ACTIONS TO TAKE |
• a. In the Leeds Country Way post, how many miles long is the path?
• b. Shorten the paragraph of the Leeds Country Way post that begins "Taking on a long distance path" into a brief list of its main points.
— start of TEXT —
Tuesday, 7 August 2012

Leeds Country Way #1: Bruntcliffe Crossroads to Bradford Road 10/03/12

Taking on a long distance path can seem immediately intimidating, the matter of distance and remoteness clouding your judgement of your abilities, this is why I still can't come to grips with the idea of attempting the Pennine Way. So, it's a very good idea to find a circular path as your first, especially one which can be neatly divided up into unitimidating chunks, all of which are readily accessible by public transport (with a Metro Card making it free of charge!) No long journeys to start points or costs of accommodation here. the Leeds Country Way might not be one of the classics, and may lack dynamism and cache, but it's on the OS maps and it passes within a mile of where I live and that's what counts. It's been my walking target for 2 years, and its 62 miles to be taken in six pieces, so let's get going!
— end of TEXT —
— start of MATERIAL —
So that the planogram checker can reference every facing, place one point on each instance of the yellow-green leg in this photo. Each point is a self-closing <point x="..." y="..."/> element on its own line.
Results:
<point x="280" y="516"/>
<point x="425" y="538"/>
— end of MATERIAL —
RESULTS |
• a. 62 miles.

• b.
- Long distance paths can feel intimidating because distance and remoteness cloud your sense of what you can do, which is why I still can't face the Pennine Way.
- A good first choice is a circular path that splits into easy sections, each reachable by public transport (free with a Metro Card), with no long trips to start points and no accommodation costs.
- The Leeds Country Way may not be a classic, but it's on the OS maps and passes within a mile of my home.
- It has been my walking goal for 2 years: 62 miles, to be done in six pieces.